**Your assignment**. Please judge whether each statement agrees with the article on Hong Kong's retail recovery below, giving yes or no and quoting the deciding words. (a) Morgan Stanley expects office rents to bottom out in the first half of next year. (b) The target price of Wharf Real Estate Investment Company's shares rose 50 percent to HK$42. (c) Hong Kong's PMI stood at 49.8 in October.

**Passage shown**.
= = = =

HK retail recovery on way: Morgan Stanley

Business | Victor Zhong 4 Dec 2020

Hong Kong's retail market is expected to rebound in the first half of next year, Morgan Stanley said, as high and low-end retail shop shares will outperform those in between.

Morgan Stanley also predicted office rents will bottom out during the second half of next year.

It raised the rating of Fortune Reit (0778), Hysan (0014) and the Link Reit (0823), with the Reit's target price rising 11 percent to HK$78.

The bank took a positive view on Harbour City and Times Square operator Wharf Real Estate Investment Company (1997), as it may benefit from a pickup in luxury retail sales.

The target price of the company's shares increased 50 percent to HK$42.

The number of Chinese tourists is expected to rebound during the second and third quarters of 2021, and the Hong Kong retail market will usher in a two-year recovery period, said the bank.

In other news, Hong Kong's PMI index rebounded to 50.1 last month, the highest since March 2018, IHS Markit said.

It stabilized from 49.8 in October and reached a new high since March 2018, marking a return to the boundary line of dryness and prosperity, said the market research company.

= = = =

**Information**.
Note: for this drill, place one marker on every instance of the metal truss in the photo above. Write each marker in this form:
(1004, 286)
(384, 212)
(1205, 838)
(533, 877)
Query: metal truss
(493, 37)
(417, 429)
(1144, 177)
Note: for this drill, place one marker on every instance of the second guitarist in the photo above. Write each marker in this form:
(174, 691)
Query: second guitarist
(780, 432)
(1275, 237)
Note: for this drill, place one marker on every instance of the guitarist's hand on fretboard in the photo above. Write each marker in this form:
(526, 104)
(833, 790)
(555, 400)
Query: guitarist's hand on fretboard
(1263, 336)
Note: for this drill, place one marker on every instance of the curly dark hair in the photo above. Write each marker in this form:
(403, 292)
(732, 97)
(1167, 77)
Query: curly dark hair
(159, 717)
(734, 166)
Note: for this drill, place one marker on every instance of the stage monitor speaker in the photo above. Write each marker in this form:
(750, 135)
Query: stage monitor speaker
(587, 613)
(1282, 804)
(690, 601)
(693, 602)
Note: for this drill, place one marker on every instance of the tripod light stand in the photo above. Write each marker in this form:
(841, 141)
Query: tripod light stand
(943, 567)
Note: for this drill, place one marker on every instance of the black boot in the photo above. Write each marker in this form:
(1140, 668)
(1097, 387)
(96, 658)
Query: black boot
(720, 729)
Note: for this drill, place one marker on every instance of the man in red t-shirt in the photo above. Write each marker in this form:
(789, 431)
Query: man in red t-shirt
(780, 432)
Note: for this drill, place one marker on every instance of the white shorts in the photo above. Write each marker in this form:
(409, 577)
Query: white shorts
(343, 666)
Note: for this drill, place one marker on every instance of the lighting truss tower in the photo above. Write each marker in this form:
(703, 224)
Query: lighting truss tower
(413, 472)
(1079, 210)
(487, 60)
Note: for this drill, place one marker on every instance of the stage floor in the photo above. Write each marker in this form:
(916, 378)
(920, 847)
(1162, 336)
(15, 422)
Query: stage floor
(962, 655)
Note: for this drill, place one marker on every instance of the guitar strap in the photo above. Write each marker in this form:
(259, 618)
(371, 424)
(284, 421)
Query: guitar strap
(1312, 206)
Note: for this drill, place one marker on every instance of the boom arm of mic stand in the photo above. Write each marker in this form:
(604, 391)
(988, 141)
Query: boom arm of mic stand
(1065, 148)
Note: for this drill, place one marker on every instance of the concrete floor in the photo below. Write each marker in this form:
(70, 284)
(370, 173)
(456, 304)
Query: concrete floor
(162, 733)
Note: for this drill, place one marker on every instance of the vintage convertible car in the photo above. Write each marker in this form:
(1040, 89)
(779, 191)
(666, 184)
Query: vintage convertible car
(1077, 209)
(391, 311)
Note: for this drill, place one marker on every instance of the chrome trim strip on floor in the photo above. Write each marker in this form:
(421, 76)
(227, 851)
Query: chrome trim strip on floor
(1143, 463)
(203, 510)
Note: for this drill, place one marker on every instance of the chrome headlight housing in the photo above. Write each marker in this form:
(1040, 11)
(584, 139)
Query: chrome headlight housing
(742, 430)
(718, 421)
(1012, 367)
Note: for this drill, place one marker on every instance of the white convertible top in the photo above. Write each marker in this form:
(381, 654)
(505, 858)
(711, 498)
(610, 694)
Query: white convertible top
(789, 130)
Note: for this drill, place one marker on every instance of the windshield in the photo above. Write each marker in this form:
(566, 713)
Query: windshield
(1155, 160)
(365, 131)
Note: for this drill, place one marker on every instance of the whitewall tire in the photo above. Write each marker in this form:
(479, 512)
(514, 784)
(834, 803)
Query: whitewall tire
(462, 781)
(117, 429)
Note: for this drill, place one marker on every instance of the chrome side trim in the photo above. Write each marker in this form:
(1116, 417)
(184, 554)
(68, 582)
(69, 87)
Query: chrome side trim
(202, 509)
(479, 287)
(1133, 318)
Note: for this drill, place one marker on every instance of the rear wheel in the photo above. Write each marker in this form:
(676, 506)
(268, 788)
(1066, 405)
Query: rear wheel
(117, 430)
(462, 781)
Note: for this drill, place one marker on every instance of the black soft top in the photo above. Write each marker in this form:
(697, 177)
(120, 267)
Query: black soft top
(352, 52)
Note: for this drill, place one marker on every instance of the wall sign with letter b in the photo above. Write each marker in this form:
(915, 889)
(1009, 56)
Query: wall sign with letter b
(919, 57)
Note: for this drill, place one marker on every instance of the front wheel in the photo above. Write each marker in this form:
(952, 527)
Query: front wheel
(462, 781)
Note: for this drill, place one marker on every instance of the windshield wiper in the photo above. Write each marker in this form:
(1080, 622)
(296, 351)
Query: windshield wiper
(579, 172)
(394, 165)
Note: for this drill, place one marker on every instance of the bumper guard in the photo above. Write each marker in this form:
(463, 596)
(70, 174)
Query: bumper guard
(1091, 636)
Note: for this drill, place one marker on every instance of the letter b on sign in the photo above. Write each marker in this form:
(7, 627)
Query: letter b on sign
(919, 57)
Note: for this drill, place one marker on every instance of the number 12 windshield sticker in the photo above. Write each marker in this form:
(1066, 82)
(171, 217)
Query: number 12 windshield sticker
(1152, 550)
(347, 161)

= = = =

**Final answer**.
(a) No: "Morgan Stanley also predicted office rents will bottom out during the second half of next year."
(b) Yes: "The target price of the company's shares increased 50 percent to HK$42."
(c) Yes: "It stabilized from 49.8 in October"